BEGIN

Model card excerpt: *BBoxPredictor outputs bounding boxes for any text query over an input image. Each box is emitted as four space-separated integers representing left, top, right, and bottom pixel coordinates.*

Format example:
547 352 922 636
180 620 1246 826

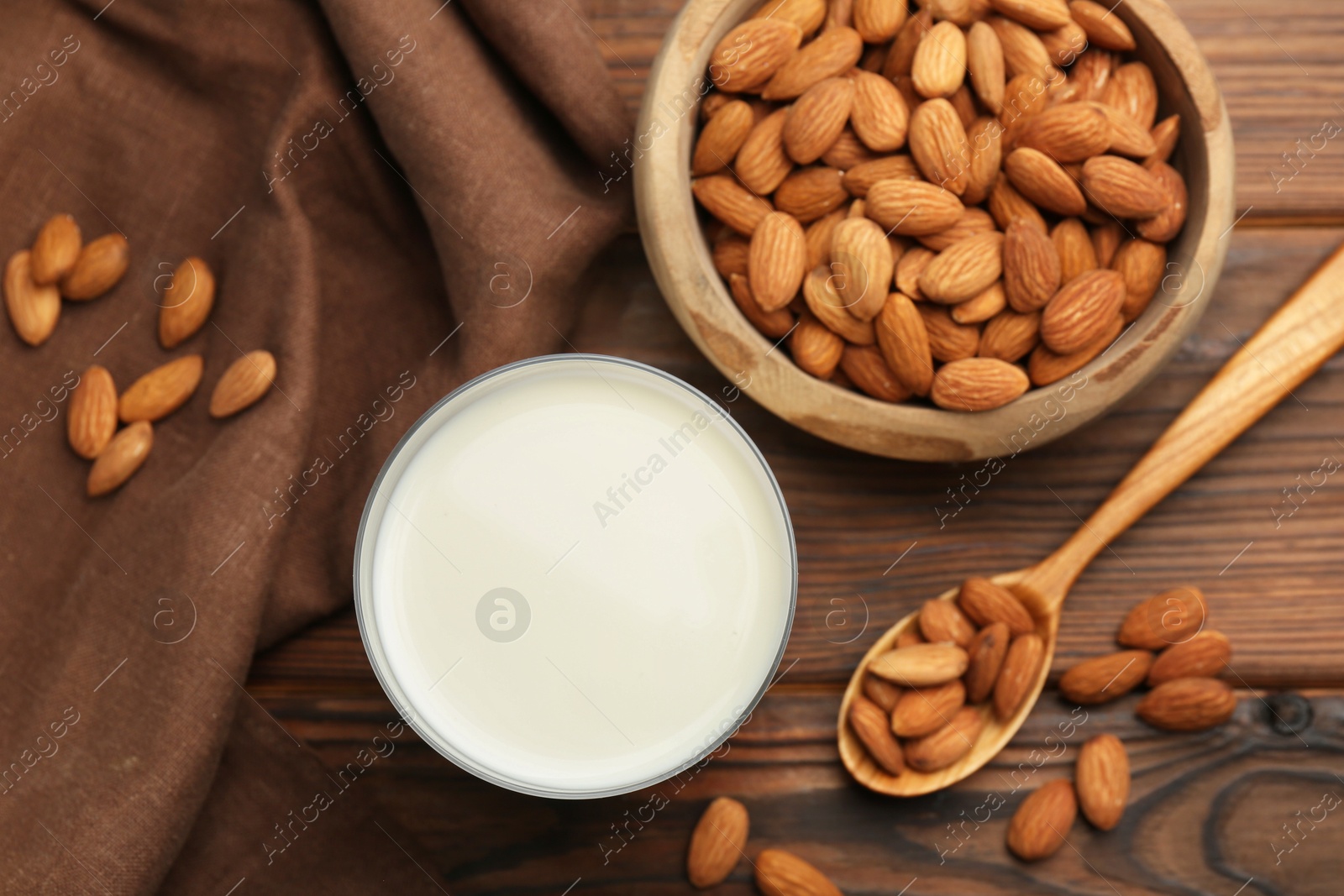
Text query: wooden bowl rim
634 0 1235 461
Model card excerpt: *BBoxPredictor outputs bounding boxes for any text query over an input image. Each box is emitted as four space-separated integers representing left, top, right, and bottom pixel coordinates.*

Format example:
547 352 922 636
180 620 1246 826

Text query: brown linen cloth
0 0 627 896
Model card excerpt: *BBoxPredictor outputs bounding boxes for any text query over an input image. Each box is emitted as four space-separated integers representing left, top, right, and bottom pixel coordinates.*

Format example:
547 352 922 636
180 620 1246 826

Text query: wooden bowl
634 0 1234 461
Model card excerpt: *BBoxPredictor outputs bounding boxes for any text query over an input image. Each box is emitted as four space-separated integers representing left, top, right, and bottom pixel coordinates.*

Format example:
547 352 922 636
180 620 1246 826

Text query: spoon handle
1016 246 1344 611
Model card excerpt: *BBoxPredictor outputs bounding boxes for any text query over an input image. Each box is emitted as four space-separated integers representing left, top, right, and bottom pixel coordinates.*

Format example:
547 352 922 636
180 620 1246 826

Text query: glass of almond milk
354 354 798 798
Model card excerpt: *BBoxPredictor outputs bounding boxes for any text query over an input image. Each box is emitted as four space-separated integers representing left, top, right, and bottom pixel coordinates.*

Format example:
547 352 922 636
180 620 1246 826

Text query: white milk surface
365 359 793 794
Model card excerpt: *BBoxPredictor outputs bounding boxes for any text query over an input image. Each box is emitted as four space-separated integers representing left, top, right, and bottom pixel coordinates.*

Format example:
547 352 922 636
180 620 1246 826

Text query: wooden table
249 0 1344 896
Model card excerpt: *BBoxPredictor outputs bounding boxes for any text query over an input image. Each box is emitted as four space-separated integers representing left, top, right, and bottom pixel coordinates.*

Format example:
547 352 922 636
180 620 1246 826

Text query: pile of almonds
4 215 276 497
690 0 1187 411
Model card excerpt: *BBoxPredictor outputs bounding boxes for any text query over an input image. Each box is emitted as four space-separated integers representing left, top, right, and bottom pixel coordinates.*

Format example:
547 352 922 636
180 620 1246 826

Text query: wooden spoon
837 247 1344 797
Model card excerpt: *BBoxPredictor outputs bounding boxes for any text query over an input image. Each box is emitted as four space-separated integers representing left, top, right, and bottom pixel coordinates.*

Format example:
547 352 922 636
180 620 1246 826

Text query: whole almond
852 0 909 43
1075 155 1168 217
905 706 985 773
957 576 1037 637
1037 270 1125 354
210 349 276 419
867 177 965 237
761 27 863 99
117 354 202 423
690 175 774 237
66 364 117 461
728 274 793 338
840 345 910 401
60 233 130 301
774 165 849 224
1050 217 1100 284
1110 239 1167 321
690 99 755 177
802 265 878 345
1017 102 1112 163
1026 314 1125 385
916 302 979 359
919 598 976 647
1134 679 1236 731
1068 0 1136 50
4 249 60 345
742 109 793 194
85 421 155 498
784 78 853 165
710 18 802 92
1147 629 1232 686
919 231 1004 305
878 292 932 395
1059 650 1153 706
748 211 808 312
789 314 844 380
976 309 1040 361
869 643 966 688
995 632 1046 720
829 217 895 321
844 156 919 197
32 215 83 286
1008 779 1078 862
849 71 910 152
1004 217 1060 313
966 22 1008 116
1004 146 1087 215
891 679 966 737
849 694 906 775
755 849 838 896
159 258 218 348
965 622 1012 703
685 797 751 889
952 282 1008 323
929 358 1031 411
910 22 966 98
909 98 970 196
1136 160 1189 244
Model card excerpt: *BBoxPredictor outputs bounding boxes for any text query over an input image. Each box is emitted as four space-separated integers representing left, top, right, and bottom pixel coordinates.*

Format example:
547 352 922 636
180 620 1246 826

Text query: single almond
1059 650 1153 706
995 632 1046 721
957 576 1037 637
4 249 60 345
60 233 130 301
1008 779 1078 862
1004 217 1062 313
32 215 83 286
710 18 802 92
869 643 966 688
690 175 774 237
754 849 838 896
774 165 849 224
1134 679 1236 731
784 78 853 165
1004 146 1087 217
1147 629 1232 686
965 622 1012 703
929 358 1031 411
85 421 155 498
685 797 751 889
891 679 966 737
1037 270 1125 354
690 99 755 177
867 180 965 237
117 354 203 423
849 694 906 775
919 598 976 647
909 97 970 196
159 258 215 348
905 706 985 773
210 349 276 419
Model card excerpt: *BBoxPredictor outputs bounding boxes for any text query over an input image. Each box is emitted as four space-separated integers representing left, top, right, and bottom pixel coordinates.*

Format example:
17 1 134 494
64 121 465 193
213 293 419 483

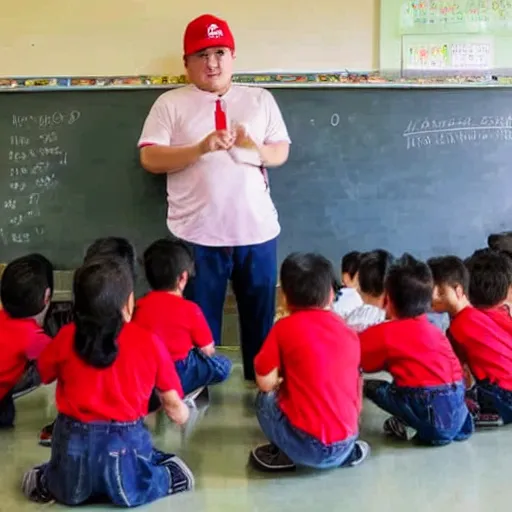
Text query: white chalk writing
403 114 512 149
0 110 81 245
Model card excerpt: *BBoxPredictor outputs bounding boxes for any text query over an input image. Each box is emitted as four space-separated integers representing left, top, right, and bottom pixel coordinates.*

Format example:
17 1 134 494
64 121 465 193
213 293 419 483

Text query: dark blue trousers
185 239 277 380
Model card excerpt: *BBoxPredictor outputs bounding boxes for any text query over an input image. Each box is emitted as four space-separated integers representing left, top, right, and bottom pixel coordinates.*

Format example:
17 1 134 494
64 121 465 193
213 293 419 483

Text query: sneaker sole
249 445 297 473
350 441 372 468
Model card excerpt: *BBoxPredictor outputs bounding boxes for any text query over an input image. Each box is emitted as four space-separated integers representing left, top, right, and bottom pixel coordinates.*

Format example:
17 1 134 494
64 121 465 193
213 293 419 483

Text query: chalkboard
0 87 512 269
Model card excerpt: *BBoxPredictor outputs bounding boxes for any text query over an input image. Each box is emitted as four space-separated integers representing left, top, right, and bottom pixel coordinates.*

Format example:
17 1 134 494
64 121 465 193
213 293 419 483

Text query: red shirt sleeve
254 322 281 377
190 302 213 347
37 327 69 384
152 336 183 398
25 330 52 361
359 324 387 373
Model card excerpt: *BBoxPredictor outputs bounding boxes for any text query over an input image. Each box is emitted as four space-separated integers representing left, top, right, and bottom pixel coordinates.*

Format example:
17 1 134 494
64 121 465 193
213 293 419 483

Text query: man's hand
234 125 258 151
199 130 235 155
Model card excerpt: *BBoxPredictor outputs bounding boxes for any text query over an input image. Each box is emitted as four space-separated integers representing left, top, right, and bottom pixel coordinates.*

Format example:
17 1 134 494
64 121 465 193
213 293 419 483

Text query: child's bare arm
256 368 283 393
200 341 215 357
160 389 190 425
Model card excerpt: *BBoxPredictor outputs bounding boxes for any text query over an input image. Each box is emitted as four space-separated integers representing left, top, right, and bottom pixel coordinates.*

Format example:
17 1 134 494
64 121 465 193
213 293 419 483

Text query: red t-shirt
359 315 462 388
133 291 213 362
0 310 51 400
448 306 512 391
254 309 361 444
37 322 183 423
480 305 512 336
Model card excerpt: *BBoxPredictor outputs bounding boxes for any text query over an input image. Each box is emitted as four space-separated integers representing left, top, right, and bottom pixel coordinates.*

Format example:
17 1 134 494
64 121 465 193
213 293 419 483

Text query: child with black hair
134 238 232 395
251 253 370 471
359 254 474 445
428 256 512 427
22 259 194 507
345 249 393 332
332 251 363 318
0 253 53 428
468 249 512 336
39 236 139 446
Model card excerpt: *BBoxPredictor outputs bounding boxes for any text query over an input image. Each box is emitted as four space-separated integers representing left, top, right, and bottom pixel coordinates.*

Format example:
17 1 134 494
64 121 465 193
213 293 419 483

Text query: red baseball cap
183 14 235 55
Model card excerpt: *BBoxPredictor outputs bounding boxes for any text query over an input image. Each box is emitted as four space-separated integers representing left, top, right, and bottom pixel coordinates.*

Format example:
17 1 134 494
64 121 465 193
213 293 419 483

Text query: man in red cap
139 14 290 380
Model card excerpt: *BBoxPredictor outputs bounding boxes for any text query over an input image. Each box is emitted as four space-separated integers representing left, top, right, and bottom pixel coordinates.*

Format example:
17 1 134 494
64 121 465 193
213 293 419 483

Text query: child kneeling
251 254 370 471
133 238 232 395
22 259 194 507
359 255 474 445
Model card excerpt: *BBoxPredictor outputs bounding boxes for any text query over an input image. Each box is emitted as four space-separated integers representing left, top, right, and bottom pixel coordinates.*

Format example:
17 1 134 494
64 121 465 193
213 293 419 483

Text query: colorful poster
450 43 492 70
400 0 512 34
404 41 493 71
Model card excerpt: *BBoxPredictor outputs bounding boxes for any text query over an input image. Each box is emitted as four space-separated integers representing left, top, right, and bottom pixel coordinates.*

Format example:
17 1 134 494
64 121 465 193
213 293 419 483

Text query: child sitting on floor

END

- [WHAT TO WORK ON]
Can you lay out the rows from the very beginning through the line containing "634 0 1235 461", inclusive, as a JSON list of strings with one string per line, omitting blank lines and leaving out the pictures?

- [EXPECTED ANSWER]
[
  "Model card excerpt: *BBoxPredictor outputs bounding boxes for any text query over an input image. Each box is emitted as four space-separated integers representing left, top, right, and bottom pixel coordinates.*",
  "Format example:",
  "547 352 922 636",
  "180 620 1246 826",
  "Text query: wooden bowl rim",
  "634 0 1235 461"
]